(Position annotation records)
....
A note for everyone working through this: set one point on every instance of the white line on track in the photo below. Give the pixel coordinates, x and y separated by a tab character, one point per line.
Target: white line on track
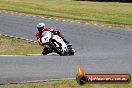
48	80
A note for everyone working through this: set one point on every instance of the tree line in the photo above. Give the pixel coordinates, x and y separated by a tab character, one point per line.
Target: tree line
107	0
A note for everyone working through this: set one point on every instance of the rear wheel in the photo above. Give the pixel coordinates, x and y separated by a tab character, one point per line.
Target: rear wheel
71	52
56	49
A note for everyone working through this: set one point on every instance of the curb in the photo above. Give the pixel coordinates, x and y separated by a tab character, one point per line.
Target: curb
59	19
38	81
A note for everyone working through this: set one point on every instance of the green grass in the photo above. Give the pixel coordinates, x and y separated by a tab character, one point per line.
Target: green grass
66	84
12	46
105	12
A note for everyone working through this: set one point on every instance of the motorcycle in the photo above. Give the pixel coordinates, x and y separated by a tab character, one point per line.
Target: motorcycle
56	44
....
Can you restate all the records above word for word while dropping the pictures?

A note for everyone working through this: set one point on every instance of the white line on track in the photo below. Give the pixel coordinates, x and y separated by a tab character, one point per line.
Target: white line on track
48	80
A note for everyone working through this: set one point on every instance of the tree line in the photo above. Give the pixel coordinates, x and y separated by a tab character, one point per line.
Target: tree line
107	0
A note for everyone working through this: set one point on every instance of the rear wheel in the photo above. Give the pixel coordinates, x and y separated by a tab character, one point per line.
Target: rear wheel
71	52
56	49
A note for everyone working through this: set one point on every instance of the curb in the photo above. Give the pixel coordinates, x and y separated by a tab character, one point per line.
Target: curb
59	19
38	81
A note for everyone working through this: set one point on every instance of the green grass in the photo above. Give the pixel coordinates, x and y separated by a tab character, one point per line.
Target: green grass
66	84
12	46
105	12
A note for everyone working through this: set one point on every instance of the motorcycle in the photo above. Give the pixel coordinates, x and y separated by a tab character, one point per line.
Target: motorcycle
56	44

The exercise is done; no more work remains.